» EXERCISE DESCRIPTION
Transcribe the data below verbatim from the line with "Concept: hillside slope" to the line with "Concept: pylon lattice tower". Include both of those lines.

» GIVEN RECORDS
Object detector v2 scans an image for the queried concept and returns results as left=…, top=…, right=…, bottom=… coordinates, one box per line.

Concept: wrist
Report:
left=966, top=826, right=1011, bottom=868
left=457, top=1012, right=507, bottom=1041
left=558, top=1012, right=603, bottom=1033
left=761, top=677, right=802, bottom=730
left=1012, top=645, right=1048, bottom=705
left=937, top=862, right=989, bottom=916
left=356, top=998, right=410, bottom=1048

...

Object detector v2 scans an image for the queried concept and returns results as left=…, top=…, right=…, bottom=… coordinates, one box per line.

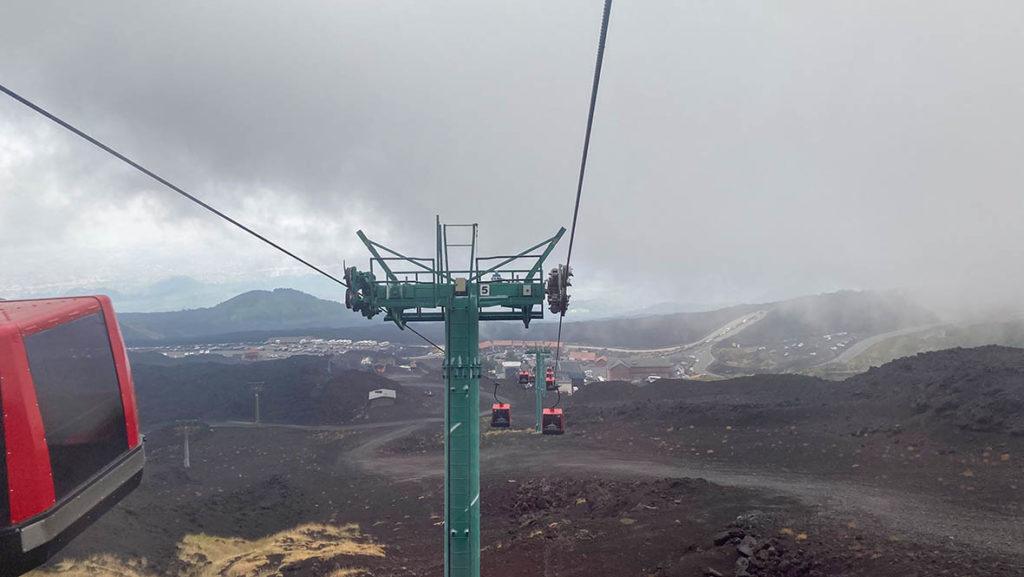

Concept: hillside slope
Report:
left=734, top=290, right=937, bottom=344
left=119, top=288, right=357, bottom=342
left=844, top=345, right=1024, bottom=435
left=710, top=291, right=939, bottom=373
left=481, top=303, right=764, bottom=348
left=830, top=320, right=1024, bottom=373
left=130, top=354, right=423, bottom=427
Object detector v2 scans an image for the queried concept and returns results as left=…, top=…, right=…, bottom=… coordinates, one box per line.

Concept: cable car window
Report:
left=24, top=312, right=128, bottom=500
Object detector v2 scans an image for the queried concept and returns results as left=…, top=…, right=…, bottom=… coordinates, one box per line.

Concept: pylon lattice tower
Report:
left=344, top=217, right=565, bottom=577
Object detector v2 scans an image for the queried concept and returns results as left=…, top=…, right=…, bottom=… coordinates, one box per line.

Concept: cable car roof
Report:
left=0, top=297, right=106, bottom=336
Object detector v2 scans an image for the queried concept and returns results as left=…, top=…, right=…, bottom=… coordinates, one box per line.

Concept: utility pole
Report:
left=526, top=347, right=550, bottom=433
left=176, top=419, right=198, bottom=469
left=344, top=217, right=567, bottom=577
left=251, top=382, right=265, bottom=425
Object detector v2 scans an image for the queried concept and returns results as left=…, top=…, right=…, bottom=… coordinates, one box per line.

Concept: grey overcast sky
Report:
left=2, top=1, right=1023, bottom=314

» OUTPUT BELOW
Concept: hillside slope
Report:
left=734, top=290, right=937, bottom=344
left=119, top=288, right=357, bottom=342
left=844, top=345, right=1024, bottom=435
left=710, top=291, right=939, bottom=373
left=481, top=303, right=764, bottom=348
left=830, top=320, right=1024, bottom=373
left=130, top=354, right=423, bottom=427
Object detector v2 scans an image for the queried concept and returns results as left=…, top=…, right=…, bottom=… coordinates, one box per line.

Concept: cable car window
Report:
left=24, top=312, right=128, bottom=500
Object detector v2 scans an image for the queried concept and returns results as left=…, top=…, right=…, bottom=… coordinates, one box per line.

Concept: pylon lattice tower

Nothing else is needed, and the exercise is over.